**Page extract**
**********

Outlier removal. While Dreamina can rapidly synthesize images based on user prompts, a small subset of synthetic radicles deviated noticeably from realistic morphology. As shown in Figure 5C, for instance, a few number of synthetic seedlings exhibit abnormal features such as multiple radicles or unnatural transitions between the cotyledon and radicles regions. These are treated as outliers. To address this, each synthetic image was manually inspected, and outlier instances were removed using Dreamina’s eraser or any other AI-erasers that can eliminate undesired content while preserving the original background pattern.

After outlier removal, the remaining synthetic seedlings closely resemble their real counterparts, making it difficult to distinguish them at first glance. Although Dreamina effectively synthesizes germinating elm seed images, it does not embed explicit length information in the generated results, as no such prompts were provided. However, this limitation does not compromise the performance of our model in length prediction, as the synthetic dataset is used solely to enhance radicle detection accuracy. The final synthetic dataset comprises 655 seedlings with instance masks, expanding the size and diversity of our training data for radicle detection.

**********

**Information given**
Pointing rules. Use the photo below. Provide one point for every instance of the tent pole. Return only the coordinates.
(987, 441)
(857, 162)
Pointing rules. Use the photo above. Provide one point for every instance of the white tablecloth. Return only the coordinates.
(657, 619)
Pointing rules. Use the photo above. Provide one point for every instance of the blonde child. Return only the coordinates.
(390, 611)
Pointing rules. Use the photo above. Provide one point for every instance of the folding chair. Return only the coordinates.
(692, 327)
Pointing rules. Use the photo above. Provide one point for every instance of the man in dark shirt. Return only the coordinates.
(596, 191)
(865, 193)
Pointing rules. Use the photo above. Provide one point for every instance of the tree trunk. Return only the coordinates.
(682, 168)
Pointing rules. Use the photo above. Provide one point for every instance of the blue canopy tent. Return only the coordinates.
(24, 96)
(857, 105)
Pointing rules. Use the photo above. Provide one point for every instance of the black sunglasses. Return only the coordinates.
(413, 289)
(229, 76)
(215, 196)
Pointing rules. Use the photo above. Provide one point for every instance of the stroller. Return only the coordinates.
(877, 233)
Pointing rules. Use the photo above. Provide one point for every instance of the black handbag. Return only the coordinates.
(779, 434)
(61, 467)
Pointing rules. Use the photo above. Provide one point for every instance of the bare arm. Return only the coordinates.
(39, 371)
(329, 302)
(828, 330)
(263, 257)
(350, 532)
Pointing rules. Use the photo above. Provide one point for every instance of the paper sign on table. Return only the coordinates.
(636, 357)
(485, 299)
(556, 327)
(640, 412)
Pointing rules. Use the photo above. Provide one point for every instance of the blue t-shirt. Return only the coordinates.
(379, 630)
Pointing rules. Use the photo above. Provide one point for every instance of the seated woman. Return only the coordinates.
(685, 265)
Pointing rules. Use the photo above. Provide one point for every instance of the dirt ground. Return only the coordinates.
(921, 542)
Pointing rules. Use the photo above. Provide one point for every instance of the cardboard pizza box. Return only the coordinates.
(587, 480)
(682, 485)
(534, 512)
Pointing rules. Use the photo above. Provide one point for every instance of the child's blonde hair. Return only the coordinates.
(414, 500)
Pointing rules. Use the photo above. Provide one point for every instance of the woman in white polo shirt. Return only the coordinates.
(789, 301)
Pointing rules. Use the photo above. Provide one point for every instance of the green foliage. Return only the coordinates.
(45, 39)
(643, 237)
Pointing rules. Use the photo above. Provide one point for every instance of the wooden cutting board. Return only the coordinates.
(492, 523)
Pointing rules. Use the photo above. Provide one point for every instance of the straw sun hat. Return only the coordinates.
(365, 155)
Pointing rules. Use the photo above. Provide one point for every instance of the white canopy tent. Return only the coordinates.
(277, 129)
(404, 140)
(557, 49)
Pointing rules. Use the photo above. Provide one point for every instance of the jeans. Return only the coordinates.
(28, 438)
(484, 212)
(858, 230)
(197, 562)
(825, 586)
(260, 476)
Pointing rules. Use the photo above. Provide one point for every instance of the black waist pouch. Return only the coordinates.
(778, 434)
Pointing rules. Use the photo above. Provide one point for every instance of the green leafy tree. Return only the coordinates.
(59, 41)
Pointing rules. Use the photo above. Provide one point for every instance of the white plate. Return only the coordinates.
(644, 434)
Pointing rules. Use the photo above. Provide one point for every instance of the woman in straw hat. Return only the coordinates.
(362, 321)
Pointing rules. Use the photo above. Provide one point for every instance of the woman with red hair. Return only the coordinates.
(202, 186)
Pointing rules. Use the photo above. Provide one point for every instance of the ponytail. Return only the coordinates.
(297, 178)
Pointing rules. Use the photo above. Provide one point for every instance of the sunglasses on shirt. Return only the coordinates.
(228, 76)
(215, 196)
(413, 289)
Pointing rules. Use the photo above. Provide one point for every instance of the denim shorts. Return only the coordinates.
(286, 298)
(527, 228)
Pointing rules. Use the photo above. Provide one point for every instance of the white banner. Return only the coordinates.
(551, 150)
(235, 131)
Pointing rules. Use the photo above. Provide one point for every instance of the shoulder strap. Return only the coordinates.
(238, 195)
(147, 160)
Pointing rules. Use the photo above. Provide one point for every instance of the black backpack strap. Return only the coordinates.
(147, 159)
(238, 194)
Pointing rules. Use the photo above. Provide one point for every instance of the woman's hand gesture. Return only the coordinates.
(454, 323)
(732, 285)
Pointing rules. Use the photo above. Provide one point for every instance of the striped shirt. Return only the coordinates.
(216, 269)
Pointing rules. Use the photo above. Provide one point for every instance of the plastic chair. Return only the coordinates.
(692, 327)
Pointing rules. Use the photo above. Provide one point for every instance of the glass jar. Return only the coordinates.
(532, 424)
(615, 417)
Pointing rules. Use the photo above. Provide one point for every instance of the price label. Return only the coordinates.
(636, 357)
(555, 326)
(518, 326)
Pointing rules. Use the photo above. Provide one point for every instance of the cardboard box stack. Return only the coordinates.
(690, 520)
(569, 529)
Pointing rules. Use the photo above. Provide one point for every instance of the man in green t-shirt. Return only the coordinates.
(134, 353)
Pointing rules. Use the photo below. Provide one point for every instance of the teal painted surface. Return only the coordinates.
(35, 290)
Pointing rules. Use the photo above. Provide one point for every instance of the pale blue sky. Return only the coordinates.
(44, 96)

**********

**Aim of the exercise**
Could you extend the passage on cleaning and using synthetic germinating elm seed images, continuing after its final sentence?

**Answer space**
2.5. Generalization Analysis of Synthetic Data

To evaluate the domain gap between synthetic and real images, we conducted a comparative experiment. Using 500 instances each of real images and synthetic images, we trained identical GLEN models (all hyperparameters held constant) and evaluated segmentation performance on the same real-image validation set. As shown in Table 1, the real-image-trained model achieved 81.1% bbox AP50 and 79.4% segm AP50, while the synthetic-image-trained model attained 77.4% and 74.9%, respectively. Although synthetic data yields marginally lower performance, its segmentation accuracy exceeds 74%—demonstrating effective learning of radicle morphological features. This performance difference primarily stems from distribution shifts in texture details and illumination conditions between synthetic and real images. In this study, synthetic data complements real data to improve model generalization capability.

3. Model Proposed

In this section, we first introduce the fundamental concept underlying the GLEN model, then describe its architectural design in detail, and finally outline the training procedure for optimizing model performance.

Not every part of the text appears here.